--- Start ---

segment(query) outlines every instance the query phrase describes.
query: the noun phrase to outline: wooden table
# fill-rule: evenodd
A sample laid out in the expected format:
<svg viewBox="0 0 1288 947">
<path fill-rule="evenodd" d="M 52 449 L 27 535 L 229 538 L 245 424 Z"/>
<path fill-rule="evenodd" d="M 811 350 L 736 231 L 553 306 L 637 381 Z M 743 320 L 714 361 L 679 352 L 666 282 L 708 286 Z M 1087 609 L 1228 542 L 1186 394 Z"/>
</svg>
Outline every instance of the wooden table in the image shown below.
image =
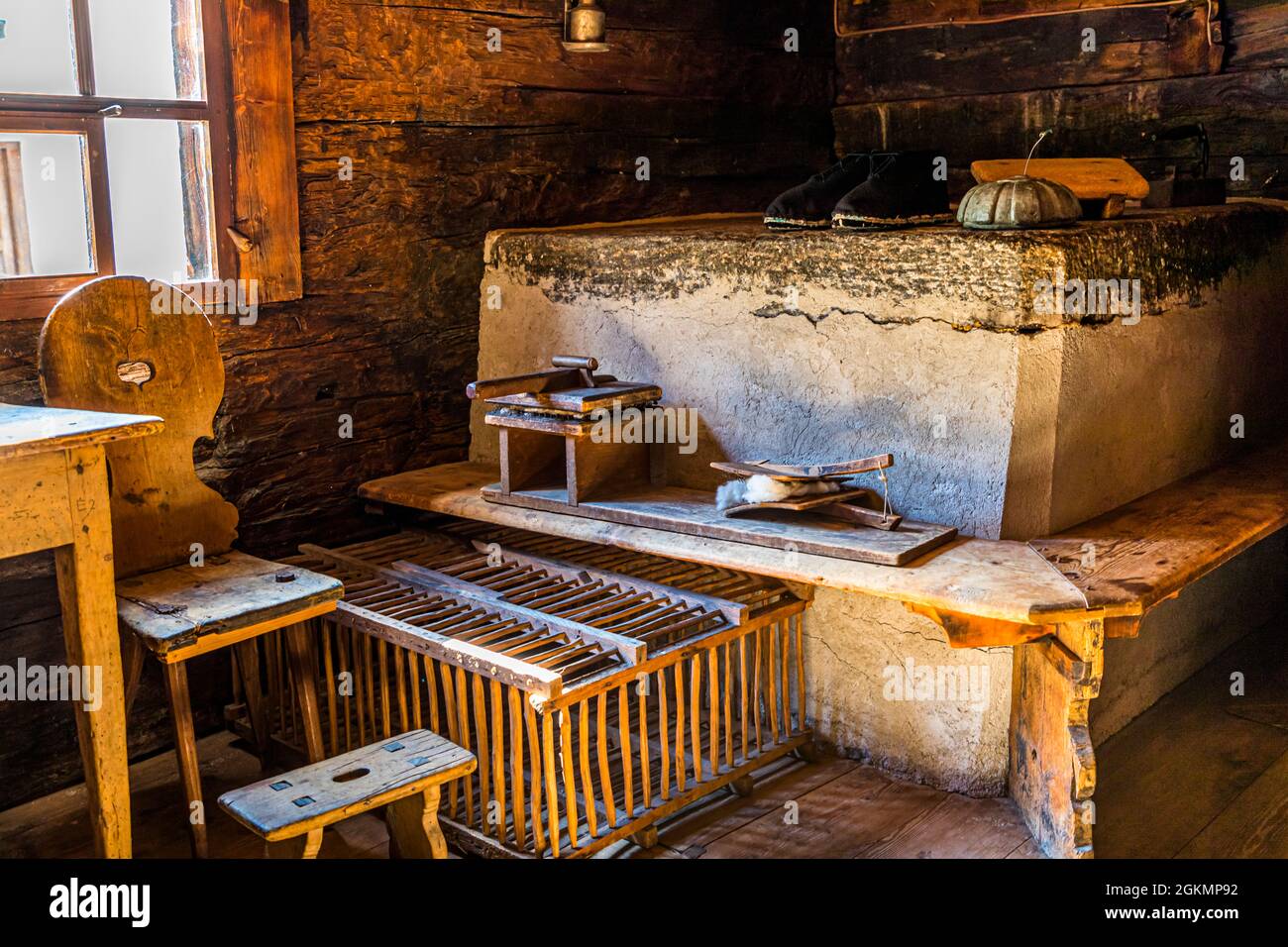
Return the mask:
<svg viewBox="0 0 1288 947">
<path fill-rule="evenodd" d="M 130 857 L 125 683 L 116 630 L 103 445 L 161 430 L 160 417 L 0 405 L 0 558 L 53 549 L 67 661 L 103 669 L 103 701 L 75 701 L 94 847 Z"/>
</svg>

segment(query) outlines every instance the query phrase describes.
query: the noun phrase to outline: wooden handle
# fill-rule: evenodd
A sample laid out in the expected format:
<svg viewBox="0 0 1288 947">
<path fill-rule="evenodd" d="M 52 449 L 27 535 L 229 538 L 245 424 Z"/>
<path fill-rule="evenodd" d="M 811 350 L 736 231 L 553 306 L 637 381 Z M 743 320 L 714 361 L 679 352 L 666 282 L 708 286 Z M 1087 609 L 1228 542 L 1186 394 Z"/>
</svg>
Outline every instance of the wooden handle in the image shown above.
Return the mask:
<svg viewBox="0 0 1288 947">
<path fill-rule="evenodd" d="M 599 359 L 590 356 L 554 356 L 550 363 L 556 368 L 585 368 L 586 371 L 595 371 L 599 367 Z"/>
<path fill-rule="evenodd" d="M 859 526 L 873 526 L 877 530 L 898 530 L 899 523 L 903 522 L 903 517 L 896 517 L 895 514 L 884 515 L 876 510 L 869 510 L 866 506 L 858 506 L 853 502 L 829 502 L 827 506 L 815 506 L 813 513 L 822 513 L 827 517 L 836 517 L 837 519 L 845 519 L 850 523 L 858 523 Z"/>
</svg>

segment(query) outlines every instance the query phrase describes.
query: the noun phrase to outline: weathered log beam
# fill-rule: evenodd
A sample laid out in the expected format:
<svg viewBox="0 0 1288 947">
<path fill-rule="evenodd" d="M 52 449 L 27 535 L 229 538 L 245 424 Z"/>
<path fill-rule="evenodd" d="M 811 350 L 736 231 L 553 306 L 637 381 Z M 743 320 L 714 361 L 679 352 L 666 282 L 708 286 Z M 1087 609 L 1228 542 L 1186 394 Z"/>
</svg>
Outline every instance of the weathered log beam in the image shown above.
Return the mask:
<svg viewBox="0 0 1288 947">
<path fill-rule="evenodd" d="M 1112 85 L 1220 70 L 1207 3 L 837 40 L 837 104 Z M 1087 31 L 1091 31 L 1088 37 Z"/>
<path fill-rule="evenodd" d="M 1149 177 L 1167 164 L 1193 160 L 1193 143 L 1154 143 L 1153 133 L 1202 122 L 1212 142 L 1216 174 L 1242 157 L 1245 179 L 1231 193 L 1256 191 L 1285 164 L 1288 70 L 1222 73 L 1117 85 L 958 95 L 841 106 L 833 110 L 837 148 L 938 148 L 970 180 L 975 160 L 1028 152 L 1042 129 L 1047 157 L 1114 155 Z"/>
</svg>

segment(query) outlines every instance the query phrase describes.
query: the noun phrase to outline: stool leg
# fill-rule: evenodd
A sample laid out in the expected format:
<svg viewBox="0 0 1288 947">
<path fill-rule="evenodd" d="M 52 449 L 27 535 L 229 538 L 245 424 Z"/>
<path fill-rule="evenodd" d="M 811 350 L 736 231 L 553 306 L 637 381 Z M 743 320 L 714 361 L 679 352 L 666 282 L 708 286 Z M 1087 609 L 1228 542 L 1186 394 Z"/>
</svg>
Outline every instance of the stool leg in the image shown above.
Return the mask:
<svg viewBox="0 0 1288 947">
<path fill-rule="evenodd" d="M 390 858 L 447 858 L 447 839 L 438 827 L 438 786 L 385 807 Z"/>
<path fill-rule="evenodd" d="M 188 696 L 188 667 L 182 661 L 162 665 L 165 688 L 170 696 L 170 723 L 174 724 L 174 751 L 179 758 L 179 777 L 187 801 L 192 857 L 206 857 L 206 810 L 201 800 L 201 769 L 197 765 L 197 736 L 192 727 L 192 698 Z M 198 803 L 197 812 L 192 804 Z M 196 816 L 197 821 L 193 821 Z"/>
<path fill-rule="evenodd" d="M 143 642 L 133 631 L 121 631 L 121 655 L 125 665 L 125 715 L 134 709 L 134 698 L 139 694 L 139 682 L 143 679 Z"/>
<path fill-rule="evenodd" d="M 304 722 L 304 743 L 309 763 L 326 759 L 322 749 L 322 715 L 318 711 L 317 660 L 313 655 L 313 642 L 309 626 L 296 622 L 286 629 L 286 648 L 291 662 L 291 678 L 295 682 L 295 696 L 300 702 L 300 719 Z"/>
<path fill-rule="evenodd" d="M 282 841 L 265 841 L 265 858 L 317 858 L 318 849 L 322 848 L 322 830 L 312 828 L 304 835 Z"/>
<path fill-rule="evenodd" d="M 264 688 L 259 679 L 259 642 L 251 639 L 233 646 L 237 656 L 237 674 L 241 676 L 242 693 L 246 696 L 246 713 L 250 715 L 250 728 L 255 734 L 255 754 L 260 768 L 267 768 L 273 756 L 273 741 L 268 733 L 268 715 L 264 709 Z"/>
</svg>

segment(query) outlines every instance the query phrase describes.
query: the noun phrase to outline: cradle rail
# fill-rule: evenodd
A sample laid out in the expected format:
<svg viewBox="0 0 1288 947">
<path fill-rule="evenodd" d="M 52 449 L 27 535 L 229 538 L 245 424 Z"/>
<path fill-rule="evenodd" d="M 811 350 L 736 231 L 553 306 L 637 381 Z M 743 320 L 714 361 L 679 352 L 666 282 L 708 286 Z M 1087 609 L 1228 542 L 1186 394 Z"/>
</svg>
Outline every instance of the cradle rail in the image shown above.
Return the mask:
<svg viewBox="0 0 1288 947">
<path fill-rule="evenodd" d="M 428 727 L 479 759 L 477 773 L 444 786 L 440 819 L 457 845 L 583 857 L 810 741 L 806 602 L 726 569 L 529 536 L 408 532 L 298 558 L 345 582 L 348 609 L 312 624 L 327 755 Z M 546 558 L 555 554 L 564 558 Z M 402 581 L 395 563 L 493 598 Z M 520 598 L 647 651 L 631 662 L 612 642 L 506 613 Z M 272 729 L 299 746 L 282 644 L 265 636 L 263 648 Z M 526 670 L 489 666 L 477 652 Z"/>
</svg>

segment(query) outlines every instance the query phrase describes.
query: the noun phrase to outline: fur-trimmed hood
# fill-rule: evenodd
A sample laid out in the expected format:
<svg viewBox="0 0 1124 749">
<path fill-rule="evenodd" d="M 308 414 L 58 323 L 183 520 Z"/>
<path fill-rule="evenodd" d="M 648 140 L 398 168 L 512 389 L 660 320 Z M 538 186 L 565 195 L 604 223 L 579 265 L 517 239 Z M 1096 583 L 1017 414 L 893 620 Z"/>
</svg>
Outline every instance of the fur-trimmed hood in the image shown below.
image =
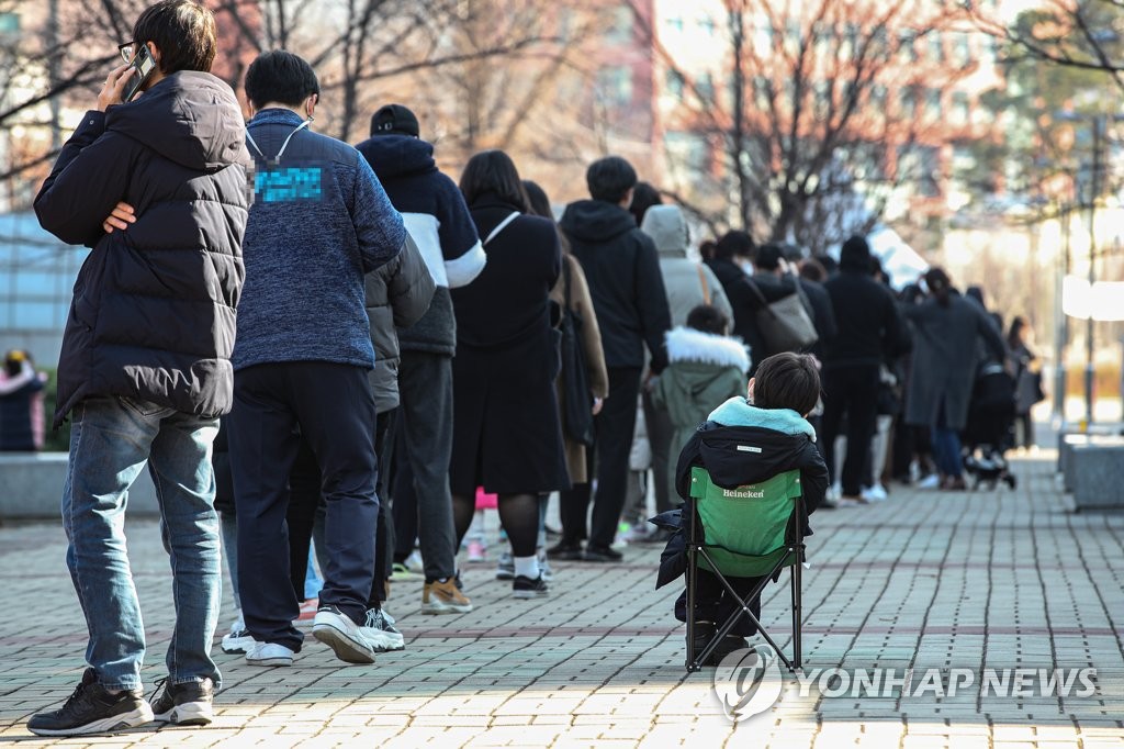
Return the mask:
<svg viewBox="0 0 1124 749">
<path fill-rule="evenodd" d="M 750 369 L 750 354 L 738 339 L 704 333 L 690 327 L 676 327 L 665 334 L 668 359 L 671 362 L 696 361 L 704 364 Z"/>
</svg>

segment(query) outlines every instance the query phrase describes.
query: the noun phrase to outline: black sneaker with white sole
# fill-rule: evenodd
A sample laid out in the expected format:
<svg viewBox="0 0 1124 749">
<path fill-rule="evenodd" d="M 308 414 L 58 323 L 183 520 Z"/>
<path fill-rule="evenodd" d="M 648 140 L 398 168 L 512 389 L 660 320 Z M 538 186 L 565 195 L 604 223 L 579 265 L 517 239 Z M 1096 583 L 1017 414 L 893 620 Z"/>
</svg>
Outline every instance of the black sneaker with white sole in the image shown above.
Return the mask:
<svg viewBox="0 0 1124 749">
<path fill-rule="evenodd" d="M 312 637 L 332 648 L 345 664 L 373 664 L 374 648 L 360 625 L 336 606 L 325 604 L 312 620 Z"/>
<path fill-rule="evenodd" d="M 156 683 L 156 693 L 161 687 L 164 687 L 163 694 L 152 703 L 153 720 L 173 725 L 207 725 L 215 719 L 211 710 L 215 683 L 210 679 L 182 684 L 161 679 Z"/>
<path fill-rule="evenodd" d="M 516 575 L 511 583 L 511 595 L 516 598 L 538 598 L 549 594 L 551 586 L 546 585 L 542 572 L 535 579 L 531 579 L 526 575 Z"/>
<path fill-rule="evenodd" d="M 139 689 L 112 694 L 98 684 L 98 675 L 88 668 L 63 706 L 33 715 L 27 721 L 27 730 L 36 736 L 111 733 L 143 725 L 152 719 L 152 706 L 140 696 Z"/>
</svg>

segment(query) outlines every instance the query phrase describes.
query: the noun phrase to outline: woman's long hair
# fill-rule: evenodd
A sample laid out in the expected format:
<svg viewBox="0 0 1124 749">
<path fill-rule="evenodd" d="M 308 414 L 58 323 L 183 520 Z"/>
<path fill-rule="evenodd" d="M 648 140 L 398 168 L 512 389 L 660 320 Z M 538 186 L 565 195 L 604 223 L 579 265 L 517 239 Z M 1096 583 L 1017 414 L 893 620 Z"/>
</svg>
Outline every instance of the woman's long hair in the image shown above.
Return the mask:
<svg viewBox="0 0 1124 749">
<path fill-rule="evenodd" d="M 936 299 L 936 304 L 942 307 L 949 306 L 949 295 L 952 294 L 952 280 L 941 268 L 930 268 L 925 271 L 925 286 L 928 292 Z"/>
<path fill-rule="evenodd" d="M 481 151 L 469 159 L 461 172 L 461 192 L 470 206 L 487 192 L 527 213 L 527 193 L 515 162 L 502 151 Z"/>
<path fill-rule="evenodd" d="M 1022 315 L 1015 315 L 1010 321 L 1010 330 L 1007 332 L 1007 348 L 1014 351 L 1023 345 L 1023 328 L 1026 327 L 1026 321 L 1023 319 Z"/>
<path fill-rule="evenodd" d="M 523 190 L 527 193 L 527 213 L 533 216 L 542 216 L 554 220 L 554 211 L 551 209 L 551 199 L 546 190 L 534 180 L 523 180 Z M 570 254 L 570 240 L 566 238 L 558 222 L 554 222 L 554 229 L 559 234 L 559 242 L 562 244 L 562 254 Z"/>
</svg>

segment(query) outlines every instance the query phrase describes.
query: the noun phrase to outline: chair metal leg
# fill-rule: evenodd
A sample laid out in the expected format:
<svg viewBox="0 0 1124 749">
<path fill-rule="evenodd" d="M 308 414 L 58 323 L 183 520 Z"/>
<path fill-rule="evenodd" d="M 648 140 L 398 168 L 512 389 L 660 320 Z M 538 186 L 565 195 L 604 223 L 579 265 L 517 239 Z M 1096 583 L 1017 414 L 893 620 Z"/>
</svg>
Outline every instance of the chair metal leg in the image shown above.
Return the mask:
<svg viewBox="0 0 1124 749">
<path fill-rule="evenodd" d="M 695 658 L 695 605 L 696 586 L 698 585 L 698 542 L 696 540 L 697 527 L 695 524 L 695 508 L 687 503 L 683 512 L 689 513 L 687 521 L 687 673 L 697 671 L 700 665 Z"/>
<path fill-rule="evenodd" d="M 801 603 L 804 599 L 804 544 L 801 543 L 797 549 L 796 563 L 792 565 L 792 666 L 789 670 L 795 670 L 795 668 L 803 668 L 804 665 L 804 653 L 803 653 L 803 637 L 801 630 L 804 629 L 804 612 L 801 611 Z"/>
</svg>

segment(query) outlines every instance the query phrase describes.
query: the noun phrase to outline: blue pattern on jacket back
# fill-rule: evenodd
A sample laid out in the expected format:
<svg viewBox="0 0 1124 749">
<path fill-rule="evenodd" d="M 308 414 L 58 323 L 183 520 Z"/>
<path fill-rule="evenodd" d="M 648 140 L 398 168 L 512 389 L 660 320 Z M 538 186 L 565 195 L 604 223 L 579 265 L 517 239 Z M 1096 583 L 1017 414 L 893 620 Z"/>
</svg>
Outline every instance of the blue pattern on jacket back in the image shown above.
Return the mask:
<svg viewBox="0 0 1124 749">
<path fill-rule="evenodd" d="M 235 370 L 287 361 L 374 366 L 363 276 L 398 254 L 406 228 L 366 160 L 335 138 L 294 133 L 301 121 L 288 109 L 265 109 L 248 126 L 262 153 L 251 148 L 259 199 L 243 242 Z"/>
<path fill-rule="evenodd" d="M 254 175 L 254 199 L 265 202 L 319 200 L 324 197 L 320 166 L 265 166 Z"/>
</svg>

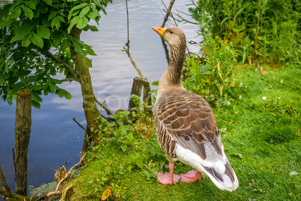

--- End ---

### Set problem
Pull out each line of the records that contains the string "rail", treating uppercase and lowercase letters as different.

### Solution to the problem
query: the noun phrase to outline: cradle rail
Outline every instance of the cradle rail in the image shown above.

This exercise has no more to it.